Texte
┄┄┄┄┄┄┄┄┄┄
Par contrat du 22 septembre 2014, X.________, propriétaire, a remis à bail à H.Z.________ et F.Z.________ un appartement de 4 pièces au 2e étage de son immeuble sis rue..., à Genève, à compter du 1er octobre 2014, pour une durée initiale d'un an, renouvelable ensuite tacitement d'année en année, sauf résiliation trois mois avant l'échéance. 
L'appartement est en réalité un cinq pièces selon la comptabilisation genevoise (3 chambres à coucher, un salon et une cuisine), ainsi qu'un hall, une salle de bain, un WC séparé et un réduit (112 m2 selon le plan produit par la bailleresse). 
Le loyer annuel (charges non comprises) a été fixé à 25'920 fr., soit 2'160 fr. par mois. Il était motivé par l'adaptation du loyer au loyer usuel dans la localité ou dans le quartier selon l'art. 269a let. a CO et l'art. 11 OBLF, le loyer annuel (sans les charges) payé par le précédent locataire depuis le 1er février 2003 étant de 16'908 fr., soit 1'409 fr. par mois. 
Les parties divergent sur l'année de construction de l'immeuble: 1974 pour la bailleresse, entre 1971 et 1980 pour les locataires. L'immeuble a été acquis par la bailleresse le 16 décembre 1982, par la cession des actifs et passifs d'une société dont elle était seule actionnaire. Il a été rénové en 1997 (réfection de la façade et pose d'un double vitrage). Il dispose d'un ascenseur, du chauffage central, d'une entrée sécurisée et du téléréseau collectif. Il est situé dans une rue calme et verdoyante du quartier des Eaux-Vies, à proximité des écoles, des restaurants, des commerces et des transports publics. Il est en bon état d'entretien, selon la bailleresse. 
L'appartement des locataires a été refait avant leur entrée en jouissance (peinture de tout l'appartement [murs, plafonds, boiseries, radiateurs], réémaillage de la baignoire, ponçage du parquet et vernissage et autres travaux demandés par les locataires). Les locataires ont obtenu l'autorisation d'installer un lave-vaisselle, un lave-linge et un sèche-linge. 
 
B.
┄┄┄┄┄┄┄┄┄┄
Objectif
D'après le texte sur le bail, répondez brièvement :
1. Quel loyer mensuel, charges non comprises, a été fixé par le contrat ?
2. En quelle année l'immeuble a-t-il été rénové ?
3. Quels appareils les locataires ont-ils été autorisés à installer ?
Les données ci-après proviennent d'une source distincte.

Section des données
┄┄┄┄┄┄┄┄┄┄
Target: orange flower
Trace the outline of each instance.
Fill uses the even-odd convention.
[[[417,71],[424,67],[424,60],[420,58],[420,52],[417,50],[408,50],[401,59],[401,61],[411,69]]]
┄┄┄┄┄┄┄┄┄┄
Réponse
1. 2'160 fr. par mois.
2. En 1997.
3. Un lave-vaisselle, un lave-linge et un sèche-linge.